### Short problem
Reproduce each of the following items word for word, without changing anything.

### Region annotation items
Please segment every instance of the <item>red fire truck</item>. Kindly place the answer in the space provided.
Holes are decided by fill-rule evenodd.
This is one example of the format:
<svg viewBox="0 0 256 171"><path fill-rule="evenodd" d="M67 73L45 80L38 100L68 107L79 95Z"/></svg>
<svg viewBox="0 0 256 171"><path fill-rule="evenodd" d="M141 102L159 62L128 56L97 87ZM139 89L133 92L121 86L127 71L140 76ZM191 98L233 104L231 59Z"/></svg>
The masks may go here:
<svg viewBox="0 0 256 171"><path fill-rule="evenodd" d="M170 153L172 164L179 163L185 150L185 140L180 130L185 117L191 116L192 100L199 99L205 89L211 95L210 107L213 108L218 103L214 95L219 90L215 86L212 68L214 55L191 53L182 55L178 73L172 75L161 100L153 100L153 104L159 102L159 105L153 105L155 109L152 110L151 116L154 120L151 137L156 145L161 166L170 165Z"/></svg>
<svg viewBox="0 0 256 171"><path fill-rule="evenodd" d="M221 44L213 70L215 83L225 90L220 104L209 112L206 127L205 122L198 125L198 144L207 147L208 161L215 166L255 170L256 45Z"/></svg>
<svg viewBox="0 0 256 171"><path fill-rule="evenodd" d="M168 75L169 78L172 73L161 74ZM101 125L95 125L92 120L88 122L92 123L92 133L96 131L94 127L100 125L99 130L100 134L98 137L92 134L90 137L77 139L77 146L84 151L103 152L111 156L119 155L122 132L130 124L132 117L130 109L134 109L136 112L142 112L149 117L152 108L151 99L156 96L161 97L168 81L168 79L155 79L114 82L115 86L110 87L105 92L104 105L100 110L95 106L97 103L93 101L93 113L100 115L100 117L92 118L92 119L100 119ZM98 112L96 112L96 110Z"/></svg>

### Answer to the task
Please segment every instance of the <item>red fire truck</item>. Kindly place the answer in the space provided.
Holes are decided by fill-rule evenodd.
This is one example of the format:
<svg viewBox="0 0 256 171"><path fill-rule="evenodd" d="M67 73L45 80L38 100L68 107L79 95Z"/></svg>
<svg viewBox="0 0 256 171"><path fill-rule="evenodd" d="M141 102L159 62L128 56L97 87ZM139 89L133 92L121 86L127 71L140 76ZM191 98L233 104L231 59Z"/></svg>
The masks may go here:
<svg viewBox="0 0 256 171"><path fill-rule="evenodd" d="M170 153L172 164L179 163L185 150L185 140L180 130L185 117L191 116L192 100L199 99L205 89L211 95L210 107L213 108L218 103L214 95L219 90L215 86L212 68L214 55L191 53L182 55L178 73L172 75L161 100L153 100L153 104L159 102L159 105L153 105L155 109L152 110L151 116L154 120L151 137L156 145L161 166L170 165Z"/></svg>
<svg viewBox="0 0 256 171"><path fill-rule="evenodd" d="M221 44L213 70L215 83L225 90L220 104L209 112L206 127L205 122L198 125L198 144L207 147L208 161L215 166L255 170L256 45Z"/></svg>
<svg viewBox="0 0 256 171"><path fill-rule="evenodd" d="M168 75L169 78L172 73L161 74ZM101 125L95 125L92 120L88 122L92 123L92 133L96 131L94 127L100 125L99 130L100 134L98 137L92 134L90 137L77 139L77 146L84 151L103 152L111 156L119 155L122 132L130 124L132 117L130 109L134 109L136 112L142 112L149 117L152 108L151 99L156 96L161 97L168 81L168 79L155 79L114 82L115 86L110 87L105 92L104 105L100 110L95 106L97 103L93 101L93 113L100 115L100 117L92 118L92 119L100 119ZM98 112L96 112L96 110Z"/></svg>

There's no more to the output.